→ Records shown:
/---

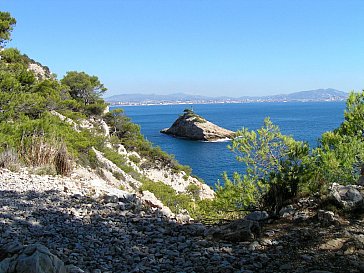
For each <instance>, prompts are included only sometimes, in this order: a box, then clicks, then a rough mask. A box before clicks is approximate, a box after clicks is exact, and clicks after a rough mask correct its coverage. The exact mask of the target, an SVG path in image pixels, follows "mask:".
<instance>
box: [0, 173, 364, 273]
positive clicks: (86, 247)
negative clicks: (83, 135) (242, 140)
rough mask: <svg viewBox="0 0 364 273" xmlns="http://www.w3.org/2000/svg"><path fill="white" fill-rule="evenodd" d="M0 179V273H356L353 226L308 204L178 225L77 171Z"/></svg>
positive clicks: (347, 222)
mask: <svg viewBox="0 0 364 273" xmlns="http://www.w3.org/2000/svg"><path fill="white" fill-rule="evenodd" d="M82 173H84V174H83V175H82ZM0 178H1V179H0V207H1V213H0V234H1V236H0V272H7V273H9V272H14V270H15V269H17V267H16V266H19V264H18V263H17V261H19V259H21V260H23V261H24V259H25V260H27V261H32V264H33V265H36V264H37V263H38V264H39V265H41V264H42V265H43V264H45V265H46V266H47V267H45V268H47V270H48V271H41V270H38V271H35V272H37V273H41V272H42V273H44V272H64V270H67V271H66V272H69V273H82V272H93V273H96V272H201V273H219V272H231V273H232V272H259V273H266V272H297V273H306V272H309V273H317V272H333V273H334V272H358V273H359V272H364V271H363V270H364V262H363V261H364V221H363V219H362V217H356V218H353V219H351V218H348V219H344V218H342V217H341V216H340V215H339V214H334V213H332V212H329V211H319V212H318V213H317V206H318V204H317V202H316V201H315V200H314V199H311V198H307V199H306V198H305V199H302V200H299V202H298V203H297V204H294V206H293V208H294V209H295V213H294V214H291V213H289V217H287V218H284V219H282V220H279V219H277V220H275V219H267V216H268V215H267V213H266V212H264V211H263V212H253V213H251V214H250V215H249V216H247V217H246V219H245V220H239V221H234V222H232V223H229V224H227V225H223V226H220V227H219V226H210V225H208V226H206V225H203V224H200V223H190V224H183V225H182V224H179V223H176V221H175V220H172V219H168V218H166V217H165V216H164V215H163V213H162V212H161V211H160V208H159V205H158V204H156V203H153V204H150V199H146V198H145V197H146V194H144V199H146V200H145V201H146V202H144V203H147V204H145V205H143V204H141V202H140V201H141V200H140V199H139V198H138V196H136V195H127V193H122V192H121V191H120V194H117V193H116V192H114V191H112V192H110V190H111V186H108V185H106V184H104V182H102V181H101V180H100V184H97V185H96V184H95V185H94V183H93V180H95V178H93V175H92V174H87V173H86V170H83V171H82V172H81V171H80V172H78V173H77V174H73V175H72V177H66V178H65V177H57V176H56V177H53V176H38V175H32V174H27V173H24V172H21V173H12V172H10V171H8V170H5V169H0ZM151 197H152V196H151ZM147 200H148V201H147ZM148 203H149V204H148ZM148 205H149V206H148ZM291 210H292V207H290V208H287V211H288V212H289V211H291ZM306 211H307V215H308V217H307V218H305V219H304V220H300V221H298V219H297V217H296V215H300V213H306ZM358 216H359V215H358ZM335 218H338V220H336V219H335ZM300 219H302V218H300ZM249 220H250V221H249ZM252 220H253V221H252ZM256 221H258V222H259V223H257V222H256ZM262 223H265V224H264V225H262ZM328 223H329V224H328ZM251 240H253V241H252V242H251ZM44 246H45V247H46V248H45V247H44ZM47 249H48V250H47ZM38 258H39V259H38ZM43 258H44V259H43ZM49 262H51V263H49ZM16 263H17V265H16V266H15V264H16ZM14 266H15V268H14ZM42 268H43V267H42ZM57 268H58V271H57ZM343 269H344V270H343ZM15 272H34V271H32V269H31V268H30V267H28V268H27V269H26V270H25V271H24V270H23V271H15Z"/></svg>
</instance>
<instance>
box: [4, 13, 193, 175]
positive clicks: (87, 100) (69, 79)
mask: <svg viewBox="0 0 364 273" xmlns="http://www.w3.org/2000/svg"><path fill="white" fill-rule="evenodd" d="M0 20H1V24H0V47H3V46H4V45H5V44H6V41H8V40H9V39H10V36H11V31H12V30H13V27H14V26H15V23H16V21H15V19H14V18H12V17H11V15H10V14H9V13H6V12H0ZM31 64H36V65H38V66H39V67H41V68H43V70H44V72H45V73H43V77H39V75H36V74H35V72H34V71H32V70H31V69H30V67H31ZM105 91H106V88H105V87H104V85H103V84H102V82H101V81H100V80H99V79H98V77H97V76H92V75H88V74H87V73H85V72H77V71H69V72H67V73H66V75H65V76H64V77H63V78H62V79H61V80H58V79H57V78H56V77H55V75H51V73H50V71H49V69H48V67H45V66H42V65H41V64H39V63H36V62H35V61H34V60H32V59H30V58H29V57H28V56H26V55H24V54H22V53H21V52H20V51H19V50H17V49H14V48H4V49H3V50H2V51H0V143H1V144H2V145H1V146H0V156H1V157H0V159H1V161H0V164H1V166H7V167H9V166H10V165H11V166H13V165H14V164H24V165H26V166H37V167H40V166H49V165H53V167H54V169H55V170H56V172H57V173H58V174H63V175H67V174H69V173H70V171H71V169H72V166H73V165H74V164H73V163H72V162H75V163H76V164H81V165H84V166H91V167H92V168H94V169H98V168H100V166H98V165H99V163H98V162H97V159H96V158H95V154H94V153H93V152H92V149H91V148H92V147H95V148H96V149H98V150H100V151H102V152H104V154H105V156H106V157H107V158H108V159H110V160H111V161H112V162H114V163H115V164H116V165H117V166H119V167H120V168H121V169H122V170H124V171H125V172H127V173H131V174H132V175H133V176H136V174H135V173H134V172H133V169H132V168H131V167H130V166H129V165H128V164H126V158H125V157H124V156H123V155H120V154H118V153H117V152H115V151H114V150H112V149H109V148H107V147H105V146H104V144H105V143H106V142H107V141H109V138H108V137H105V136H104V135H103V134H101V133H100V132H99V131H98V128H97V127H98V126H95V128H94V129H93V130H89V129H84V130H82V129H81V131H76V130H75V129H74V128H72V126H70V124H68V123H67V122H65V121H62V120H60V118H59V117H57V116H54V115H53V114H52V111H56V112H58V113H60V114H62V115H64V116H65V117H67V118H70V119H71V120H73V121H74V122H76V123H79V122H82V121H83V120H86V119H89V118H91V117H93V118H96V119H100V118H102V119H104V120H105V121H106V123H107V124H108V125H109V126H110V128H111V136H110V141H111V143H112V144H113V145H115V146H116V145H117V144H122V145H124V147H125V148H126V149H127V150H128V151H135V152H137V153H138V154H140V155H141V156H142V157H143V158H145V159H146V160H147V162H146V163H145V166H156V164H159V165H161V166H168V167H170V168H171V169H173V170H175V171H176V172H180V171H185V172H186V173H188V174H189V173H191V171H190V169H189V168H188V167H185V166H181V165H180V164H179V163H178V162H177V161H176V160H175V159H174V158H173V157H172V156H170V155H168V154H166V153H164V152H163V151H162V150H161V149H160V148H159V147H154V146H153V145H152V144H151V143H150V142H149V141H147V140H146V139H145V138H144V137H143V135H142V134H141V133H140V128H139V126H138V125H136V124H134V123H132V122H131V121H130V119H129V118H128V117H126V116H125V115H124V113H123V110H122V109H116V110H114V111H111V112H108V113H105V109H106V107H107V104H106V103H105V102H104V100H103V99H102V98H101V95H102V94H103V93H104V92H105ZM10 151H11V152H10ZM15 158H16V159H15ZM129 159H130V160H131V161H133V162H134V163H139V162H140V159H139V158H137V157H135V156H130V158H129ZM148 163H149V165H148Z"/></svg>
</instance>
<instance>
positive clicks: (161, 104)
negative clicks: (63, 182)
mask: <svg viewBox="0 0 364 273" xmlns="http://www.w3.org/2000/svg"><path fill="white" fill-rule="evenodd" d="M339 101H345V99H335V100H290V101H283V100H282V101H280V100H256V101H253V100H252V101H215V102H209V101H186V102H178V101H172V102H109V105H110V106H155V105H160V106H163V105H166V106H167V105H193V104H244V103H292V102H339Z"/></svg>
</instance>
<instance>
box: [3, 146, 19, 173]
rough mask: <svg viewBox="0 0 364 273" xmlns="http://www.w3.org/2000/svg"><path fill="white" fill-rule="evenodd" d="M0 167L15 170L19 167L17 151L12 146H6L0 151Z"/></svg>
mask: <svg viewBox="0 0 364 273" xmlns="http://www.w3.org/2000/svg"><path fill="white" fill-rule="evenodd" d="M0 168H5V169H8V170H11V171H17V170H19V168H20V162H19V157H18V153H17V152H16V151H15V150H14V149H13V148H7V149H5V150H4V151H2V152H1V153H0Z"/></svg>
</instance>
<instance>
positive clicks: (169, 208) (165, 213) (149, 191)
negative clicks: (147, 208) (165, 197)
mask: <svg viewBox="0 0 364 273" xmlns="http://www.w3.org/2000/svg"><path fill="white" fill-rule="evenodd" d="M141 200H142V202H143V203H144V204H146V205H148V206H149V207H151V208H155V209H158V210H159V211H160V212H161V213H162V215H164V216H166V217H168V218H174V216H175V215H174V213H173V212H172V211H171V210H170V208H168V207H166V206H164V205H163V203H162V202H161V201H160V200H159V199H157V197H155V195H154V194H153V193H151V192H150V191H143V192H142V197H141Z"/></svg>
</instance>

\---
/---

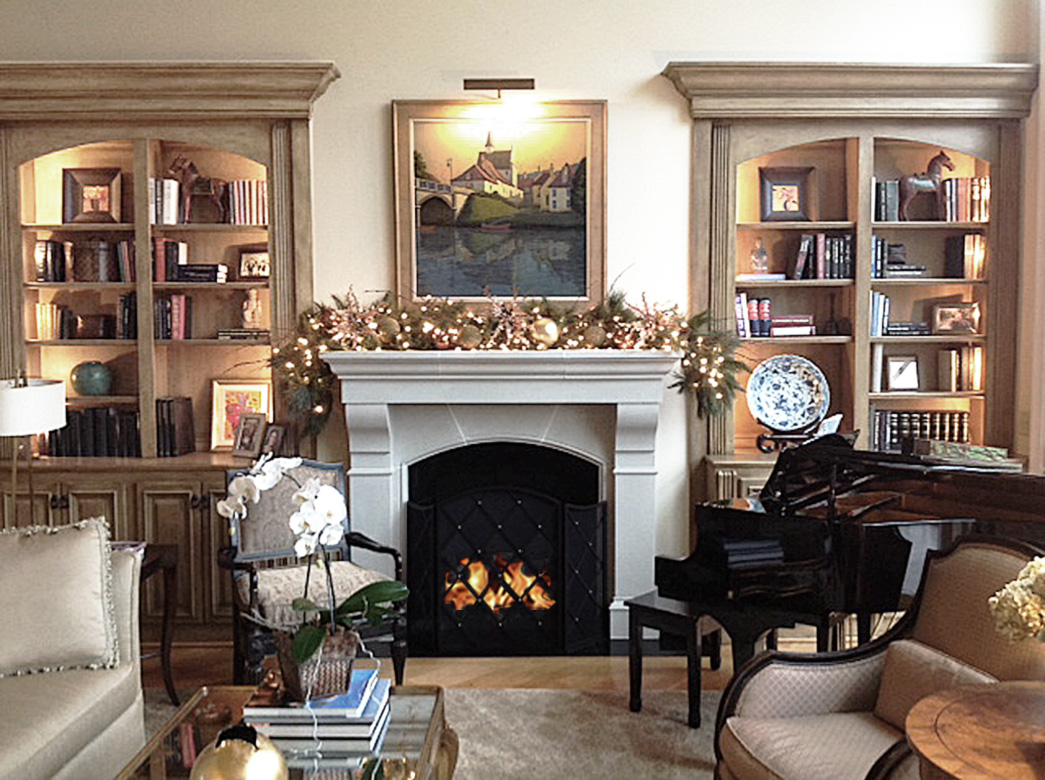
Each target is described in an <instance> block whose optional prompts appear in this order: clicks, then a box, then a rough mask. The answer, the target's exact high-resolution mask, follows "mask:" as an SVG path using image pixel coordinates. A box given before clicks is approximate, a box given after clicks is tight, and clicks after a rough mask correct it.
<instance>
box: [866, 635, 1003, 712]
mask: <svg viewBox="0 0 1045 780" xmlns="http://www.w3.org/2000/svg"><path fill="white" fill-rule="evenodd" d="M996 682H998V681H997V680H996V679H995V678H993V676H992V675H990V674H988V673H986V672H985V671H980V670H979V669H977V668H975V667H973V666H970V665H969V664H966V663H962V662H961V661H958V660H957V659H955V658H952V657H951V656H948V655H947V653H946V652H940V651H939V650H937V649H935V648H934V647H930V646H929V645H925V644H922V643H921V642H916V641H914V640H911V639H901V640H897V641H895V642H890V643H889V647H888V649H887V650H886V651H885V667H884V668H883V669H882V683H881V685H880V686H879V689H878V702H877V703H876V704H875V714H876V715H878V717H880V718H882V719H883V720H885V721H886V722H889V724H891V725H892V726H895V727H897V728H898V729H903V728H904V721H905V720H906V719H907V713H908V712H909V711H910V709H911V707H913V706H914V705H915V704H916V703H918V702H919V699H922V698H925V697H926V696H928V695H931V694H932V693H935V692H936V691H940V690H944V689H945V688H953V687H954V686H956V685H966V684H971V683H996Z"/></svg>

\---

→ What is required:
Taking the material above, extract exactly and only the lines from the line with "For each <instance>, prompts" to the line with "179V273H356L353 226L308 204L178", inclusive of both.

→ Answer space:
For each <instance>, prompts are included only sometimes, in this order: a box, then clicks, then a rough mask. A box before clicks is approximate, a box after clicks is exact, and clicks after a rough mask correct its coverage. The exact mask of the target, an SVG path in image pixels, follows "mask:".
<instance>
box: [0, 173, 364, 273]
positive clicks: (86, 247)
negative clicks: (83, 135) (242, 140)
rough mask: <svg viewBox="0 0 364 273" xmlns="http://www.w3.org/2000/svg"><path fill="white" fill-rule="evenodd" d="M0 179V273H356L353 226L308 204L178 225L77 171Z"/></svg>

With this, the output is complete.